──────── Text section ────────
To evaluate changes and evolution compared to baseline, a repeated analysis of variance (ANOVA) analysis and linear mixed-model were performed to assess the evolution of MADRS scores through time. The influence of each variable on MADRS scores was also tested by adding them to the mixed model.
Finally, a Kaplan–Meyer survival analysis was used to describe the time to achieve a > 50% reduction of the MADRS initial score (or full response), and the time to achieve < 12 points in the score (or remission).
All statistical analyses were performed using the STATA 15 version (StataCorp LLC).
Sixteen patients were included in the study, 9 of whom were females (56.3%) and 7 males. The patients had an age range of 27 to 71 years old, with a mean of 53.13 and a standard deviation of 10.31. Table 1 displays the primary demographic and clinical characteristics, comorbidities, and treatment.
The mean time from the first diagnosis of depression was 20.81 years (standard deviation [SD] = 11.41). Ac-cording to MSM scores, no patient had mild TRD, while 50% had moderate TRD, and 50% had severe TRD, with a mean score of 11 (SD = 1.86) indicating severe treatment-resistant depression.
Regarding treatment with intranasal esketamine, 84 mg (81.25%) was the most frequently used dose, and the transition from the 56 mg to 84 mg dose occurred between the first and second week in all patients.
Pooled reported adverse events are shown in Table 2, and all but one adverse event were mild and did not require treatment.
Included patients had a baseline mean MADRS score of 36.69 (SD = 4.44), indicating severe depression. The mean score of MADRS was 26.67 (‘moderate depression’) at T1 (in the first 48 hours after the first administration) and 19.07 (‘mild depression’) at T6 (one month after treatment), reaching a mean of 16 at the end of the follow-up. These results were statistically significant (p < 0.00001). The pooled means evolution through time is shown in Figure 1, where the MADRS level consistently fell until T3, remaining stable through time after that moment.
────────
◆ What the task requires ◆
Reproduce word for word the part of the esketamine study text that starts at the words "Finally, a Kaplan–Meyer" and stops after the words "severe treatment-resistant depression.".
──────── Extracted data ────────
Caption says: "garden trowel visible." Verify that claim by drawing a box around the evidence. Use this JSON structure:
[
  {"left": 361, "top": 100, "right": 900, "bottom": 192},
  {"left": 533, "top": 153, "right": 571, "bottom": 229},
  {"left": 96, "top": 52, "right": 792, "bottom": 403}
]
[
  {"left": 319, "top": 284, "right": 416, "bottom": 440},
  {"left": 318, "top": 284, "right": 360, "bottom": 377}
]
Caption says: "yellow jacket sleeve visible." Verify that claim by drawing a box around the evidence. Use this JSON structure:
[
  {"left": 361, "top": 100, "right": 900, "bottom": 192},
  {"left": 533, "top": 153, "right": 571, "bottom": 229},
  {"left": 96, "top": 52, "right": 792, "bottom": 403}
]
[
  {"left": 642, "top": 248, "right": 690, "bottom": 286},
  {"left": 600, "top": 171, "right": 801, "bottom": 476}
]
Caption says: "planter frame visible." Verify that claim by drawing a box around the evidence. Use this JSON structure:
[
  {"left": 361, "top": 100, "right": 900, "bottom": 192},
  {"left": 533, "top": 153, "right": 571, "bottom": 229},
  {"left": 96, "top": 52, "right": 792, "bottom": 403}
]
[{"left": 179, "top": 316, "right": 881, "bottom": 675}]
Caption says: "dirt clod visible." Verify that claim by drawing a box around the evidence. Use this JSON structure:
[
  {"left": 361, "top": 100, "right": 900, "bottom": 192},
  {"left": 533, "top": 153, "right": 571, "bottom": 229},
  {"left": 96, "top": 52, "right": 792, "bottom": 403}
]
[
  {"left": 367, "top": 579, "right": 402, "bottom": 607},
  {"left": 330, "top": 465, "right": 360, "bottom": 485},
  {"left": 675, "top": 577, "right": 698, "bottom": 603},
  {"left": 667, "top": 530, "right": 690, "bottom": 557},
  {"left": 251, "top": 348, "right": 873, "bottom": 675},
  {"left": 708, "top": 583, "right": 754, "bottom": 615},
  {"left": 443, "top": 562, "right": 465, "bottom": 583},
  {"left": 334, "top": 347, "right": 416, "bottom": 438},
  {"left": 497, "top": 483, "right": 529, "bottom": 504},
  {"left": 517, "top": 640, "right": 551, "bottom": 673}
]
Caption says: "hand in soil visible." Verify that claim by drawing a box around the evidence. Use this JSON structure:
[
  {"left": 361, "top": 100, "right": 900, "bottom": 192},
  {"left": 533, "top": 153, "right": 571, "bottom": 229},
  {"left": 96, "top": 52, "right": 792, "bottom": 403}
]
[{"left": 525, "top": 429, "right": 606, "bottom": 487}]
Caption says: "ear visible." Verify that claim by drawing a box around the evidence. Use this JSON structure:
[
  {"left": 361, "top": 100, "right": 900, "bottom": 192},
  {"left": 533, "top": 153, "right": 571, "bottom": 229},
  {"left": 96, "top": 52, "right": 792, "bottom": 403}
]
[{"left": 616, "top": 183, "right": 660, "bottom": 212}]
────────
◆ Written solution ◆
Finally, a Kaplan–Meyer survival analysis was used to describe the time to achieve a > 50% reduction of the MADRS initial score (or full response), and the time to achieve < 12 points in the score (or remission).
All statistical analyses were performed using the STATA 15 version (StataCorp LLC).
Sixteen patients were included in the study, 9 of whom were females (56.3%) and 7 males. The patients had an age range of 27 to 71 years old, with a mean of 53.13 and a standard deviation of 10.31. Table 1 displays the primary demographic and clinical characteristics, comorbidities, and treatment.
The mean time from the first diagnosis of depression was 20.81 years (standard deviation [SD] = 11.41). Ac-cording to MSM scores, no patient had mild TRD, while 50% had moderate TRD, and 50% had severe TRD, with a mean score of 11 (SD = 1.86) indicating severe treatment-resistant depression.